--- EXCERPTED PASSAGE ---
Additionally, recognize that everyone will often be so focused on the task at hand and their own missteps or successes that we fail to notice when Impostor Syndrome is affecting our Soldiers and NCOs. The truth of the matter is that even your stoic high performers might be struggling with impostor syndrome in their professional or personal lives. The necessity of full disclosure and honest dialogue is needed to identify impostor syndrome and adequately address it. We believe junior officers must provide opportunities for NCOs and Soldiers to identify and overcome Impostor Syndrome. With these ideas in mind, we wanted to share a few specific developmental tips to tackle impostor syndrome in your formation. The desire here is that you serve as a catalyst to help your team keep impostor syndrome in check and reach your full potential.
--- DATASET ENTRIES ---
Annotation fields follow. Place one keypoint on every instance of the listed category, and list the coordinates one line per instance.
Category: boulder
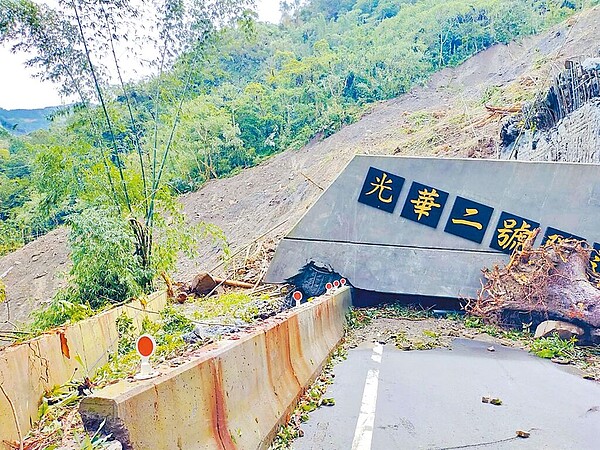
(202, 284)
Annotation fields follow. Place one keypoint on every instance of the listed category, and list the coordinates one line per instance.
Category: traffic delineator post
(145, 346)
(297, 296)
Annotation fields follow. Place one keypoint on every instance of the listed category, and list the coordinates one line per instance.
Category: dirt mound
(446, 117)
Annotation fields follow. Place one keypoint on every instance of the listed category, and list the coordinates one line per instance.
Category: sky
(20, 90)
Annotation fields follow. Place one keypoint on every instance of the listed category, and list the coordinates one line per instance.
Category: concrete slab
(432, 400)
(373, 237)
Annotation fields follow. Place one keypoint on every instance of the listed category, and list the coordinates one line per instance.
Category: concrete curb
(233, 394)
(30, 368)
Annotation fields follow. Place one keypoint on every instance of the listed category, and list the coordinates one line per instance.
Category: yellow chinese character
(510, 237)
(555, 239)
(469, 212)
(425, 202)
(381, 187)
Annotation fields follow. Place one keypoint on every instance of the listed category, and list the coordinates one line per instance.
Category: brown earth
(445, 118)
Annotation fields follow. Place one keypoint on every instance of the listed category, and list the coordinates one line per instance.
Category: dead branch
(14, 413)
(551, 279)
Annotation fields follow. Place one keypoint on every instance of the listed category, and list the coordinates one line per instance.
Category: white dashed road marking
(363, 435)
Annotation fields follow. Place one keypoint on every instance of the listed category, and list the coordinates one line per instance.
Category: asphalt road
(390, 399)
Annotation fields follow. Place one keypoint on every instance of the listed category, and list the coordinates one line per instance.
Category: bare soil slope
(446, 118)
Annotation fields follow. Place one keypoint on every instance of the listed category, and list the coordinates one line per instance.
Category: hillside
(24, 121)
(446, 117)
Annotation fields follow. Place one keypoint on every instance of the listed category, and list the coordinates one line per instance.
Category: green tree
(71, 46)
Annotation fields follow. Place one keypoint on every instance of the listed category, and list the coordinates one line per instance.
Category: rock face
(576, 138)
(564, 330)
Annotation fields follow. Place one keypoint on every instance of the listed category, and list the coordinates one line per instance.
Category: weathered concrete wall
(233, 394)
(28, 369)
(381, 250)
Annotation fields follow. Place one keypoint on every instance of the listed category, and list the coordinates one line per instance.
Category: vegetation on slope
(244, 93)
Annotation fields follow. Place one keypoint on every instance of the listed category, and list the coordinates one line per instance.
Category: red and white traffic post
(145, 346)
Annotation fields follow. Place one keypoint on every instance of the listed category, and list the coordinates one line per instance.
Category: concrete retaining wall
(233, 394)
(28, 369)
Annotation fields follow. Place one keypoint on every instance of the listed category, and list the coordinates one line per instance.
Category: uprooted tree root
(552, 279)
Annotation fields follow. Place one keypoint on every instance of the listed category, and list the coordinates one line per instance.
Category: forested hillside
(23, 121)
(248, 92)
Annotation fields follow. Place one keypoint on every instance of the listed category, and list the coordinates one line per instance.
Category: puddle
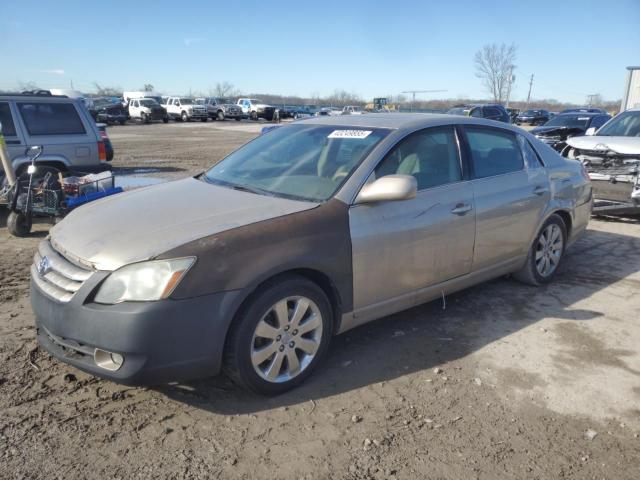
(129, 182)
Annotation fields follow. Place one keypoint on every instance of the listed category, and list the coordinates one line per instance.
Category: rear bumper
(164, 341)
(90, 168)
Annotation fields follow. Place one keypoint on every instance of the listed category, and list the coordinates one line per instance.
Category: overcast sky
(574, 48)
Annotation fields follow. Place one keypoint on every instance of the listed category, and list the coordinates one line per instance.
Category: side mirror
(388, 188)
(34, 152)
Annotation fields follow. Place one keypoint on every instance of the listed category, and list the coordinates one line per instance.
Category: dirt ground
(508, 381)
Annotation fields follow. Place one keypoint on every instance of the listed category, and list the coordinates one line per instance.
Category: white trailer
(631, 94)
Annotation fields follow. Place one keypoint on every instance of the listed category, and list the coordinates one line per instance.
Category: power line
(413, 93)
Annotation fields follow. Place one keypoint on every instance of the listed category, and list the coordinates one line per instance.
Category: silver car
(307, 231)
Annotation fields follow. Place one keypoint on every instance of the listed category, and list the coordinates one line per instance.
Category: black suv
(533, 117)
(490, 112)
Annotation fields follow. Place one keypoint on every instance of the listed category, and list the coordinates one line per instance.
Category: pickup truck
(255, 109)
(221, 108)
(147, 110)
(185, 109)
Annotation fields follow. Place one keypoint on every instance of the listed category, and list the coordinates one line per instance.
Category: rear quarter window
(51, 118)
(6, 120)
(493, 152)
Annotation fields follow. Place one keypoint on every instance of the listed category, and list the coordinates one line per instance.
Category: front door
(403, 246)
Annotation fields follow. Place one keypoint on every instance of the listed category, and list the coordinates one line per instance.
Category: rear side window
(8, 128)
(431, 156)
(493, 152)
(51, 118)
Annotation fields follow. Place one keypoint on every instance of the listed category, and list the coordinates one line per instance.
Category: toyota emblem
(44, 266)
---
● **WORK INSTRUCTIONS**:
[a] In the impostor syndrome passage, who do junior officers need to give chances to identify and overcome Impostor Syndrome?
[b] Reproduce the portion of the impostor syndrome passage that begins at the words "Additionally, recognize that" and stops after "your full potential.".

● **SOLUTIONS FOR EACH TASK**:
[a] NCOs and Soldiers.

[b]
Additionally, recognize that everyone will often be so focused on the task at hand and their own missteps or successes that we fail to notice when Impostor Syndrome is affecting our Soldiers and NCOs. The truth of the matter is that even your stoic high performers might be struggling with impostor syndrome in their professional or personal lives. The necessity of full disclosure and honest dialogue is needed to identify impostor syndrome and adequately address it. We believe junior officers must provide opportunities for NCOs and Soldiers to identify and overcome Impostor Syndrome. With these ideas in mind, we wanted to share a few specific developmental tips to tackle impostor syndrome in your formation. The desire here is that you serve as a catalyst to help your team keep impostor syndrome in check and reach your full potential.